### EXERCICES À TRAITER
a: D'après le texte sur Hobbes, quelles doivent être les deux caractéristiques du pouvoir du souverain, quelle que soit sa forme ?
b: Recopiez le passage du texte sur Hobbes situé entre « Hobbes y démonte » et « absolu et indivisible. », ces deux passages compris.
c: Poursuivez le texte sur la pensée de Hobbes après sa dernière phrase.

### TEXTE EXTRAIT
= = =
Hobbes y démonte méthodiquement les mécanismes de la nature humaine : désirs insatiables, peur de la mort violente, quête perpétuelle de puissance. Sans l’État, affirme Hobbes, les hommes sont condamnés à une guerre perpétuelle qui rend impossible toute civilisation, tout progrès, toute sécurité. La solution ? Un pacte entre les citoyens qui transfèrent tous leurs droits à un souverain omnipotent, seul capable de maintenir la paix par la crainte qu’il inspire. Peu importe que ce pouvoir prenne la forme d’une monarchie, d’une aristocratie ou d’une démocratie, l’essentiel est qu’il soit absolu et indivisible.
Ce « dieu mortel », le Léviathan, doit disposer d’un pouvoir sans partage sur tous les aspects de la vie sociale, y compris la religion. Hobbes rejette ainsi l’idée d’un pouvoir spirituel indépendant du pouvoir temporel, position qui lui vaudra de violentes accusations d’athéisme.
= = =
### EXTRAIT DE DONNÉES
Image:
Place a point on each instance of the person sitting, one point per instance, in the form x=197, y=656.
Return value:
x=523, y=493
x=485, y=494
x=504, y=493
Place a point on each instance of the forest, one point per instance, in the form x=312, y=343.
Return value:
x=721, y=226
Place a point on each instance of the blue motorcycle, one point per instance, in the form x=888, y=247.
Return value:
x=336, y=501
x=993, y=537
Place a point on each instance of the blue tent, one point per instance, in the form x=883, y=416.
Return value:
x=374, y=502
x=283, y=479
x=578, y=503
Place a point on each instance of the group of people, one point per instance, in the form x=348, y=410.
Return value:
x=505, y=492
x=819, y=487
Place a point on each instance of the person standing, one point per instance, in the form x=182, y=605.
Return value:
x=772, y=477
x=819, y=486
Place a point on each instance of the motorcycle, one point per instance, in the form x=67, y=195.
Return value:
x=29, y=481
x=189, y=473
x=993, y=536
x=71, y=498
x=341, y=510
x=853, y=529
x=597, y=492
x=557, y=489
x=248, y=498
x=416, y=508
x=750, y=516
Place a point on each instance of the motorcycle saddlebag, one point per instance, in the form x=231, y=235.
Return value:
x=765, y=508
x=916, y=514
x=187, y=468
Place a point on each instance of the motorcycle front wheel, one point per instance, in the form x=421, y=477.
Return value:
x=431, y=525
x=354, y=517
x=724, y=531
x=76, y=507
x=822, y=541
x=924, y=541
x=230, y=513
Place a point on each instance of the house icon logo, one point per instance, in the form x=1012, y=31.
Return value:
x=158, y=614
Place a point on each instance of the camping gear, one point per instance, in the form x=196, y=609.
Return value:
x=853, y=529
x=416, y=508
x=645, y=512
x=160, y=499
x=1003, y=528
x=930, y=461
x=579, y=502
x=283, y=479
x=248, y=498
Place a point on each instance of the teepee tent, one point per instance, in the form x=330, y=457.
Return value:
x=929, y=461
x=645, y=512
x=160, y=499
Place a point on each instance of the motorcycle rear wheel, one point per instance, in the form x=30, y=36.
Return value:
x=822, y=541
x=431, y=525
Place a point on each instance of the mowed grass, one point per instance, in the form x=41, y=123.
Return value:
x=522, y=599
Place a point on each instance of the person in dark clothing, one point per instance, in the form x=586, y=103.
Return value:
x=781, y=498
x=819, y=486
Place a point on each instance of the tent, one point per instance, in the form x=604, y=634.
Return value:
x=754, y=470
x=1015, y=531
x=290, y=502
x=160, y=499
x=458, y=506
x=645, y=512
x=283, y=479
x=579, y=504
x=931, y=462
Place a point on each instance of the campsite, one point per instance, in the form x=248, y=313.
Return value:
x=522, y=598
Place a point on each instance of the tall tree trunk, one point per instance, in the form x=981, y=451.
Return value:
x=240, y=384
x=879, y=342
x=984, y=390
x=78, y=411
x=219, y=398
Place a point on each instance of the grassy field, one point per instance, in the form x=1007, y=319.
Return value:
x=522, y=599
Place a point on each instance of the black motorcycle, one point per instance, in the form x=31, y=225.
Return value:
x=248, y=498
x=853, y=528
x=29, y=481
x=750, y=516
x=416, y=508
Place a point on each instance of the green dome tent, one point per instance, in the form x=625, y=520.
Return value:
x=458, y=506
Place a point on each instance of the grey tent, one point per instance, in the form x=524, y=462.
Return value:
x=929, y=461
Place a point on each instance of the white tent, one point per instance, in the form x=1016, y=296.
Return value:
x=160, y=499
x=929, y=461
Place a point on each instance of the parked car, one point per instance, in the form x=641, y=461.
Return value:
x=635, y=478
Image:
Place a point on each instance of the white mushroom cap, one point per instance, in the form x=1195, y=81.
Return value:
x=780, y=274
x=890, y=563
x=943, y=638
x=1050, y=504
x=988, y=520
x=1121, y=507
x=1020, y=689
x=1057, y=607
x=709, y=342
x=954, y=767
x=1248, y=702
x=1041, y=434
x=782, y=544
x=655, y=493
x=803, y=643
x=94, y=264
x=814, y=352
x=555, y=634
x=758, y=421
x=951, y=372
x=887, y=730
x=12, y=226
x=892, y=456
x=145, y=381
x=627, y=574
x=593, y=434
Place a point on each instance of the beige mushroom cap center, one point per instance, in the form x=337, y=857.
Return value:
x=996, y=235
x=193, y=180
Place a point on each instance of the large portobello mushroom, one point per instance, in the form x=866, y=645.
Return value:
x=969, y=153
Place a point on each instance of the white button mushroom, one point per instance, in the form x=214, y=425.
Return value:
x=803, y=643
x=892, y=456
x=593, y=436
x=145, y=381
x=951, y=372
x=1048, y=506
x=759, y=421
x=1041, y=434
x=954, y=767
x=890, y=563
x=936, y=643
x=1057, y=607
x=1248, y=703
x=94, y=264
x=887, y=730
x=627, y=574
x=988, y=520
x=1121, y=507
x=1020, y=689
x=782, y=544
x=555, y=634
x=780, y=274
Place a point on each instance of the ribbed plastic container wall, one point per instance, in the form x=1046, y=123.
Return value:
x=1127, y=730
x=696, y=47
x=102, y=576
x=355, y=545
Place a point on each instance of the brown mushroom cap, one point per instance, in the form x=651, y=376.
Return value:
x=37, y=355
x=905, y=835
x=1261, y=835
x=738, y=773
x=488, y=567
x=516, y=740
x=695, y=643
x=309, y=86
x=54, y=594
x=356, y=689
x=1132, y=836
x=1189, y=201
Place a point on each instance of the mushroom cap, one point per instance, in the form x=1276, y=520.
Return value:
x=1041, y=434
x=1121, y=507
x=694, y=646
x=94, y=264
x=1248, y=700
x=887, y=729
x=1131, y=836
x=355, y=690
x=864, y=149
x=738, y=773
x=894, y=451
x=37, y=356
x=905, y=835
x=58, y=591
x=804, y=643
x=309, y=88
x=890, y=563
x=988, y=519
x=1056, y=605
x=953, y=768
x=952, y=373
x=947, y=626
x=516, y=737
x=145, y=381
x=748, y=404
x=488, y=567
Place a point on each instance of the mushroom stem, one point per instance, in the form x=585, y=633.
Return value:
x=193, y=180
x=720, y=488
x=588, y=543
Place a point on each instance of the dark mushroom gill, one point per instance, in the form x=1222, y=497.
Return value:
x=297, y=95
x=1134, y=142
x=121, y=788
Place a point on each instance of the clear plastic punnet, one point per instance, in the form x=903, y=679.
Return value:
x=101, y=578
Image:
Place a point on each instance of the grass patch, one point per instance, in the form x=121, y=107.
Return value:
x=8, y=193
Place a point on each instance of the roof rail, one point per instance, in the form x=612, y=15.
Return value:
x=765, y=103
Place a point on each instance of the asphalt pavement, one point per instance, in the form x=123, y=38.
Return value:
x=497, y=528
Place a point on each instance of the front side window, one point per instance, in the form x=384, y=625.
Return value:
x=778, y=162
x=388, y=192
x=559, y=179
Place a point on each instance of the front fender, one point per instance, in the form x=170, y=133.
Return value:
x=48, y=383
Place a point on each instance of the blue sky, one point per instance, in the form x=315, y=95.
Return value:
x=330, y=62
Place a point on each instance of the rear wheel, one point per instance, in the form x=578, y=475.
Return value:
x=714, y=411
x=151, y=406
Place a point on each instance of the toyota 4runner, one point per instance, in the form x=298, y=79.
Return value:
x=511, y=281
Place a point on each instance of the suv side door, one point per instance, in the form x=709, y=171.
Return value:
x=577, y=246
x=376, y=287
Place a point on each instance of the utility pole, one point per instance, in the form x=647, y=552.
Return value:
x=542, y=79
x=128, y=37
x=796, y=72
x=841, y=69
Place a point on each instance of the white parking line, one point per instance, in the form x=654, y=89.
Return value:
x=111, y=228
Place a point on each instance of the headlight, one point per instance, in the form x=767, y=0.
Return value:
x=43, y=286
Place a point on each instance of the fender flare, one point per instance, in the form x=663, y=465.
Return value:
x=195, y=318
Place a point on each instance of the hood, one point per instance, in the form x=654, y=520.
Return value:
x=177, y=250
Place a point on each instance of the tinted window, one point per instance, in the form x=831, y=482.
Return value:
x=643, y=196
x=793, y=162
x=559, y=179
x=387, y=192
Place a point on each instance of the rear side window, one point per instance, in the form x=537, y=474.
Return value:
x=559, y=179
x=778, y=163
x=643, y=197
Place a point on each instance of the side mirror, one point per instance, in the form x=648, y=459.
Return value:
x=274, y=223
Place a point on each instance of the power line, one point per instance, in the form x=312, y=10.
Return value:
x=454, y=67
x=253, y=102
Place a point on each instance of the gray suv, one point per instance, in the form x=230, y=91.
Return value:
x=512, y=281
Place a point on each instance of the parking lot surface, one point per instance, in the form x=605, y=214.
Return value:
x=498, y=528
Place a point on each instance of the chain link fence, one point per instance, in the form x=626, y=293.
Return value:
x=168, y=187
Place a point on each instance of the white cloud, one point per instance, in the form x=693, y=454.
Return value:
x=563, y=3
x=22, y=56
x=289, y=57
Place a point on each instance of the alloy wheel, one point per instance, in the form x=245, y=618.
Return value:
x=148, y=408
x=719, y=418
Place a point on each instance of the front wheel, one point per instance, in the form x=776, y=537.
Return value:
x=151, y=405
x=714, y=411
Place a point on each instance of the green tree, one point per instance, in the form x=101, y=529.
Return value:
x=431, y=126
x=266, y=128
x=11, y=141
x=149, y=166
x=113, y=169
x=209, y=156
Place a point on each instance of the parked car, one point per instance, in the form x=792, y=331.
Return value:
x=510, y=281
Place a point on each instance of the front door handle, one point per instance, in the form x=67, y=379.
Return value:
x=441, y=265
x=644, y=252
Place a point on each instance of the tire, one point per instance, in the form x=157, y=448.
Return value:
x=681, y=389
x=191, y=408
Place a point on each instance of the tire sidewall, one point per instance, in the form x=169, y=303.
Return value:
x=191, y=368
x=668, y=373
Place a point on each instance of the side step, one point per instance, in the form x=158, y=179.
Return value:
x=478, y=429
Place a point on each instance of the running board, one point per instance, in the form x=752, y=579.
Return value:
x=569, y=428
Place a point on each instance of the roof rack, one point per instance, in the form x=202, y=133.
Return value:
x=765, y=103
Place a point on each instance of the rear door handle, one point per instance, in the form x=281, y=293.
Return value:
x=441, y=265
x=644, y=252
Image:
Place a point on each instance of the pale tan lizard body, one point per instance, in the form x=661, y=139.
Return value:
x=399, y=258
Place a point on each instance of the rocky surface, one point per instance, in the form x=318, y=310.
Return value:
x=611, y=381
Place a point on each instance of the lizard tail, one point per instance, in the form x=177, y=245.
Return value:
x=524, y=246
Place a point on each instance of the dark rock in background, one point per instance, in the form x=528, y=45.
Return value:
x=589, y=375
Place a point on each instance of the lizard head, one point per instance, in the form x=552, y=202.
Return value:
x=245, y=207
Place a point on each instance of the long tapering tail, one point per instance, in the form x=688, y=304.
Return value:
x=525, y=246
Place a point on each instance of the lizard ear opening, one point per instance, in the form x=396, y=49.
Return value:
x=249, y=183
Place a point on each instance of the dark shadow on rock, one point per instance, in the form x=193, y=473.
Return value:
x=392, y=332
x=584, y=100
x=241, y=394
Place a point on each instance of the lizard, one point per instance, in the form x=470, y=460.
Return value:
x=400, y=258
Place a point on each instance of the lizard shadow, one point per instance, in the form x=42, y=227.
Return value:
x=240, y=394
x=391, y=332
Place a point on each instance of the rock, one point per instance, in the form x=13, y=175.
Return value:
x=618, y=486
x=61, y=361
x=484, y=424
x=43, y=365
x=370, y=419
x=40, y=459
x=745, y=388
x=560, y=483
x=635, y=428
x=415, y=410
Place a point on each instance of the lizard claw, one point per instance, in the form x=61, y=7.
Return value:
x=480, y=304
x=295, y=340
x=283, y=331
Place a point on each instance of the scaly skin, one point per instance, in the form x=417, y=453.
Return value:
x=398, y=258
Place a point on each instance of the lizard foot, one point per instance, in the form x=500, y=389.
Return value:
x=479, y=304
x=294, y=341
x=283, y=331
= = =
### CORRIGÉ DES EXERCICES
a: Il doit être absolu et indivisible.

b:
Hobbes y démonte méthodiquement les mécanismes de la nature humaine : désirs insatiables, peur de la mort violente, quête perpétuelle de puissance. Sans l’État, affirme Hobbes, les hommes sont condamnés à une guerre perpétuelle qui rend impossible toute civilisation, tout progrès, toute sécurité. La solution ? Un pacte entre les citoyens qui transfèrent tous leurs droits à un souverain omnipotent, seul capable de maintenir la paix par la crainte qu’il inspire. Peu importe que ce pouvoir prenne la forme d’une monarchie, d’une aristocratie ou d’une démocratie, l’essentiel est qu’il soit absolu et indivisible.

c:
Dès sa parution à Londres, « Léviathan » déclenche une tempête intellectuelle. L’ouvrage vaut à Hobbes d’être surnommé « la bête de Malmesbury » et d’être accusé d’athéisme. En 1683, l’université d’Oxford fait même brûler publiquement le livre. Cette hostilité s’explique par la radicalité des thèses défendues : subordination du pouvoir religieux à l’autorité civile, vision matérialiste de l’homme, rejet des traditions philosophiques héritées d’Aristote.
Traduit en plusieurs langues, commenté par les plus grands penseurs de Spinoza à Rousseau, « Léviathan » n’a cessé depuis d’alimenter les débats sur la nature du pouvoir politique. En 2017, le Guardian l’a classé parmi les cent meilleurs livres de non-fiction en langue anglaise. Le cinéaste Andreï Zviaguintsev s’en est inspiré pour son film « Léviathan » (2014), qui le transpose dans la Russie contemporaine.
Aux éditions FOLIO ; 1024 pages.
2. Du citoyen (1642)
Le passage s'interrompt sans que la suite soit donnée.